* **Exercise goal**: Transcribe the entries below exactly; leave every image out.
((
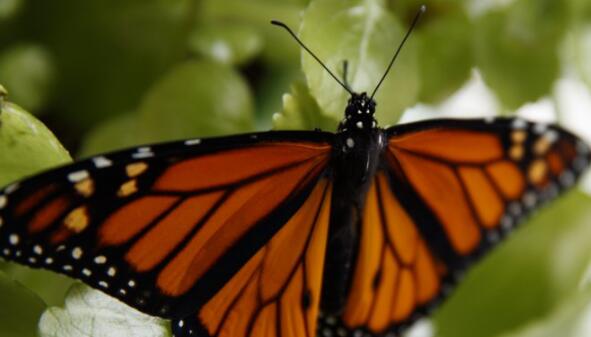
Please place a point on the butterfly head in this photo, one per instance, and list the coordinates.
(359, 113)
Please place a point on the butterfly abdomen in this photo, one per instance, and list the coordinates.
(355, 161)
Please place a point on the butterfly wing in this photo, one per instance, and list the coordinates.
(446, 192)
(165, 228)
(277, 293)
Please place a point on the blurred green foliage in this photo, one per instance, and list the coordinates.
(106, 74)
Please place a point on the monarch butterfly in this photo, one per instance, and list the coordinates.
(286, 233)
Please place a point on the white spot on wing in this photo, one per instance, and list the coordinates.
(190, 142)
(518, 124)
(100, 259)
(77, 176)
(77, 253)
(540, 128)
(3, 201)
(13, 239)
(101, 162)
(11, 188)
(350, 142)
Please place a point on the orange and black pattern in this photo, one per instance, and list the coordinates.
(151, 225)
(233, 236)
(447, 192)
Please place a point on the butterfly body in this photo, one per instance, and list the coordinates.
(359, 145)
(282, 233)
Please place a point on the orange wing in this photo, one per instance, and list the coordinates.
(395, 273)
(447, 192)
(277, 292)
(166, 228)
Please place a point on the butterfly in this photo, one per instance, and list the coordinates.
(291, 233)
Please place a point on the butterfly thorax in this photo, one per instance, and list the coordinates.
(359, 114)
(357, 151)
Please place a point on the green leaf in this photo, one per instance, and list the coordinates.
(116, 133)
(366, 34)
(301, 112)
(569, 319)
(578, 51)
(8, 8)
(445, 54)
(91, 313)
(108, 56)
(28, 73)
(525, 277)
(20, 309)
(226, 42)
(516, 49)
(49, 286)
(26, 145)
(278, 47)
(196, 99)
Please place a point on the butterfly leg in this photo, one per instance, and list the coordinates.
(187, 327)
(345, 73)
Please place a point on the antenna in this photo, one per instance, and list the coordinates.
(281, 24)
(412, 26)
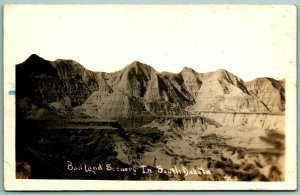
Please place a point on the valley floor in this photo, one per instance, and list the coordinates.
(192, 149)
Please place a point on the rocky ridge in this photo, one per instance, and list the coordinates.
(139, 91)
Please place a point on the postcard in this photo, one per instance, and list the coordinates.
(149, 97)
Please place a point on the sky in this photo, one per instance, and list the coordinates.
(249, 41)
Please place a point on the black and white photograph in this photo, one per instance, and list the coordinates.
(152, 97)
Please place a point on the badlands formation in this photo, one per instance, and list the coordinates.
(137, 117)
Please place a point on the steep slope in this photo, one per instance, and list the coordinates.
(135, 91)
(58, 81)
(187, 82)
(221, 91)
(269, 91)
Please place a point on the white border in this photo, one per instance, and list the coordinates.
(10, 183)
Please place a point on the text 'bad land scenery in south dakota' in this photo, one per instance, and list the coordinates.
(140, 124)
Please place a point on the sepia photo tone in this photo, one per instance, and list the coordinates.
(139, 124)
(118, 103)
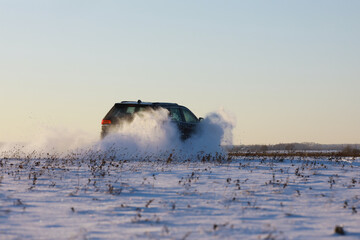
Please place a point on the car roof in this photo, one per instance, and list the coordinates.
(139, 102)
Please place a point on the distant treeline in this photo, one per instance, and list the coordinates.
(294, 147)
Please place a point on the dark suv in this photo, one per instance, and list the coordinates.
(124, 111)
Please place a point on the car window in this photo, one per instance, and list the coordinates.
(130, 110)
(175, 114)
(189, 116)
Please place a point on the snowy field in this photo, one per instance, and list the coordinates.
(144, 183)
(99, 197)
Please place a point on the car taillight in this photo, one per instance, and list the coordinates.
(105, 122)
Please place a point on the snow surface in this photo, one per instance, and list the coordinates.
(144, 183)
(101, 197)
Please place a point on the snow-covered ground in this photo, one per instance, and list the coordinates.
(101, 197)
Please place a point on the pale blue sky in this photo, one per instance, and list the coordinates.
(288, 70)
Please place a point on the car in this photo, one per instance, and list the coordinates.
(124, 111)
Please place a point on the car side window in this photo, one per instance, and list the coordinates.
(189, 116)
(175, 114)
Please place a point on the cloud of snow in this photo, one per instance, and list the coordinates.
(151, 135)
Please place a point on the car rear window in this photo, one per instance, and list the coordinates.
(119, 110)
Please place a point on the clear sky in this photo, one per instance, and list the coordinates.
(288, 70)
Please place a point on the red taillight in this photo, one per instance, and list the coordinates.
(105, 122)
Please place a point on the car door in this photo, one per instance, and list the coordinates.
(189, 122)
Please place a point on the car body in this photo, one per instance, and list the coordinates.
(124, 112)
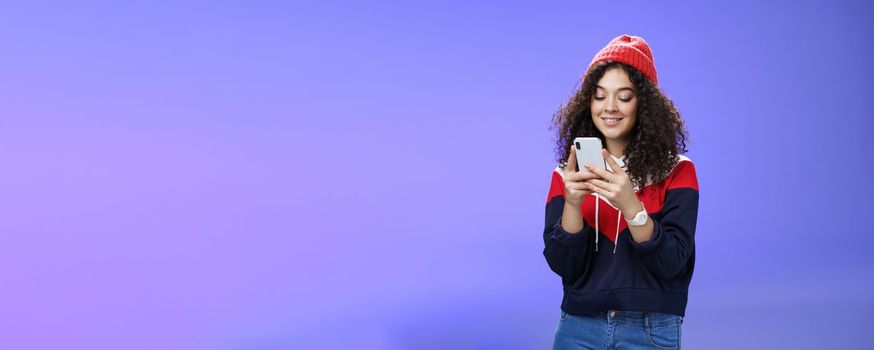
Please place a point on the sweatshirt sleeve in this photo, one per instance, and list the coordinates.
(668, 252)
(565, 253)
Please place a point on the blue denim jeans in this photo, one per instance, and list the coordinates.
(618, 330)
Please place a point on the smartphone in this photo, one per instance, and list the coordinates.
(589, 151)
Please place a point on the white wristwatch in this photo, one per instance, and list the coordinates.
(639, 218)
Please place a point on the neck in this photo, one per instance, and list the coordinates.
(616, 147)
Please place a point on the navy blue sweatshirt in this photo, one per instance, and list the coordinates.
(602, 268)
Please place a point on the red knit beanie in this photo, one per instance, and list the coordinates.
(631, 50)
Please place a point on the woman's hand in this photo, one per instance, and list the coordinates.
(575, 188)
(619, 190)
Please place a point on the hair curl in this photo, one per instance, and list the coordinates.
(657, 138)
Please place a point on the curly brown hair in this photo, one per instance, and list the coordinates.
(657, 139)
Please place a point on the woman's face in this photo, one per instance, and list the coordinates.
(614, 105)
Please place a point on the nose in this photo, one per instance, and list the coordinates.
(610, 106)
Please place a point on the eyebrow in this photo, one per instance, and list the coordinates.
(620, 89)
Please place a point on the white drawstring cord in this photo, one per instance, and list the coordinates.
(596, 222)
(619, 216)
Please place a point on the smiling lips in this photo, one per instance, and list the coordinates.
(611, 121)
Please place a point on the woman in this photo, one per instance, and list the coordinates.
(622, 239)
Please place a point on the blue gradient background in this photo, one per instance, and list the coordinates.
(328, 175)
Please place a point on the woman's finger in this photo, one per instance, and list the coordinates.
(571, 166)
(598, 190)
(576, 185)
(612, 163)
(581, 175)
(605, 185)
(600, 172)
))
* **Output for this task**:
Please place a point on the butterfly head in this photo, one per instance, and list the coordinates.
(359, 113)
Please place a point on the butterfly abdomen in this photo, one per instance, and list the coordinates.
(355, 161)
Please place a point on the butterfly wing in this photo, one per instance, and list the coordinates.
(446, 192)
(165, 228)
(277, 293)
Please place a point on the blurred green foliage in this photo, one per instance, and list the coordinates.
(106, 74)
Please place a point on the monarch butterfly in this photo, one per instance, and list the coordinates.
(286, 233)
Please place a point on the white spot on wing in this photo, one per instance, and list the coordinates.
(190, 142)
(518, 124)
(100, 259)
(77, 176)
(77, 253)
(540, 128)
(3, 201)
(13, 239)
(101, 162)
(11, 188)
(350, 142)
Please place a point on the orange and black pattern in this photo, one per instance, and list the coordinates.
(151, 225)
(233, 236)
(447, 192)
Please place a point on the butterfly body in this photo, one per instance, and list the coordinates.
(359, 145)
(282, 233)
Please place a point on the orange wing in this photo, one per instance, and list the coordinates.
(395, 273)
(447, 192)
(277, 292)
(166, 228)
Please place a point on the butterfly in this photo, one per instance, and list the coordinates.
(291, 233)
Please place a point on the butterfly thorax in this photo, one per instance, and list the coordinates.
(359, 114)
(357, 151)
Please place a point on the green leaf in this photo, one per instance, and list the coordinates.
(116, 133)
(366, 34)
(301, 112)
(569, 319)
(578, 51)
(8, 8)
(445, 54)
(91, 313)
(108, 56)
(28, 73)
(525, 277)
(20, 309)
(226, 42)
(516, 49)
(49, 286)
(26, 145)
(278, 47)
(196, 99)
Please place a point on the butterfly leg in this photo, one per instance, and list the coordinates.
(187, 327)
(345, 73)
Please place a point on the antenna in this photo, one per instance, and list the coordinates.
(281, 24)
(412, 26)
Please place a point on the valley floor in this photo, one per instance, and list the coordinates.
(192, 149)
Please place a point on the rocky ridge in this photo, one per instance, and list the coordinates.
(139, 91)
Please place a point on the postcard in this photo, one per instance, and list the coordinates.
(149, 97)
Please place a point on the sky in this photo, one per instance, and list the coordinates.
(249, 41)
Please place a point on the black and white photograph in this photo, one per instance, and list the coordinates.
(152, 97)
Please place a point on the badlands formation in this photo, one per instance, and list the coordinates.
(137, 117)
Please place a point on the steep slope in this photo, one per instance, and list the coordinates.
(135, 91)
(58, 81)
(187, 82)
(221, 91)
(269, 91)
Please place a point on the white border in this photo, one per instance, and list the coordinates.
(10, 183)
Please place a point on the text 'bad land scenery in south dakota' in this photo, one per instance, and list the coordinates.
(140, 124)
Please place a point on the sepia photo tone in this photo, one per instance, and list the coordinates.
(139, 124)
(118, 103)
Please place a point on the car roof in this photo, one per instance, and list the coordinates.
(139, 102)
Please place a point on the distant treeline in this photo, one per instance, and list the coordinates.
(294, 147)
Please place a point on the dark suv in this photo, one per instance, and list the coordinates.
(124, 111)
Please place a point on the car window in this photo, one per instance, and list the coordinates.
(130, 110)
(175, 114)
(189, 116)
Please place a point on the snowy field in this photo, one per instance, and list the coordinates.
(144, 183)
(99, 197)
Please place a point on the car taillight in this photo, one per instance, and list the coordinates.
(105, 122)
Please place a point on the snow surface in this photo, one per instance, and list the coordinates.
(144, 183)
(101, 197)
Please place a point on the snow-covered ground in this photo, one per instance, and list the coordinates.
(101, 197)
Please place a point on the pale blue sky in this photo, one per instance, and list the coordinates.
(288, 70)
Please place a point on the car in this photo, one per instance, and list the coordinates.
(124, 111)
Please place a point on the car side window in this photo, one per instance, and list the coordinates.
(189, 116)
(175, 114)
Please place a point on the cloud of snow in this photo, one per instance, and list the coordinates.
(151, 135)
Please place a point on the car rear window in this photo, one per instance, and list the coordinates.
(119, 110)
Please place a point on the clear sky in this photo, one per instance, and list the coordinates.
(288, 70)
Please place a point on the red taillight in this photo, one per instance, and list the coordinates.
(105, 122)
Please place a point on the car door in this photo, one per instance, and list the coordinates.
(189, 122)
Please place a point on the car body in this photo, one per instance, and list the coordinates.
(124, 112)
Please place a point on the sweatshirt sleeve in this photo, one per instance, and list the coordinates.
(668, 252)
(565, 253)
Please place a point on the blue denim jeans in this photo, one per instance, and list the coordinates.
(618, 330)
Please place a point on the smartphone in this photo, one per instance, and list the coordinates.
(589, 151)
Please place a point on the white wristwatch in this photo, one per instance, and list the coordinates.
(639, 218)
Please place a point on the neck in this photo, one per instance, and list the coordinates.
(616, 147)
Please place a point on the navy blue sweatshirt in this photo, one per instance, and list the coordinates.
(602, 268)
Please place a point on the red knit beanie in this photo, one per instance, and list the coordinates.
(631, 50)
Please place a point on the woman's hand in this photo, one per instance, and list the coordinates.
(575, 188)
(619, 190)
Please place a point on the hair curl in this photo, one per instance, and list the coordinates.
(657, 138)
Please place a point on the curly brown hair in this photo, one per instance, and list the coordinates.
(657, 139)
Please place a point on the woman's face in this photo, one per instance, and list the coordinates.
(614, 105)
Please place a point on the nose in this photo, one per instance, and list the coordinates.
(610, 106)
Please place a point on the eyebrow in this photo, one per instance, and list the coordinates.
(620, 89)
Please place a point on the white drawstring cord in this photo, one per instance, and list the coordinates.
(596, 222)
(619, 216)
Please place a point on the smiling lips in this photo, one per instance, and list the coordinates.
(611, 121)
Please place a point on the woman in this photo, one per instance, and list the coordinates.
(622, 239)
Please place a point on the blue gradient background in this photo, one per instance, and list the coordinates.
(328, 175)
Please place a point on the woman's finger in this photo, one per instance, and list the coordinates.
(571, 166)
(598, 190)
(576, 185)
(612, 163)
(581, 175)
(605, 185)
(600, 172)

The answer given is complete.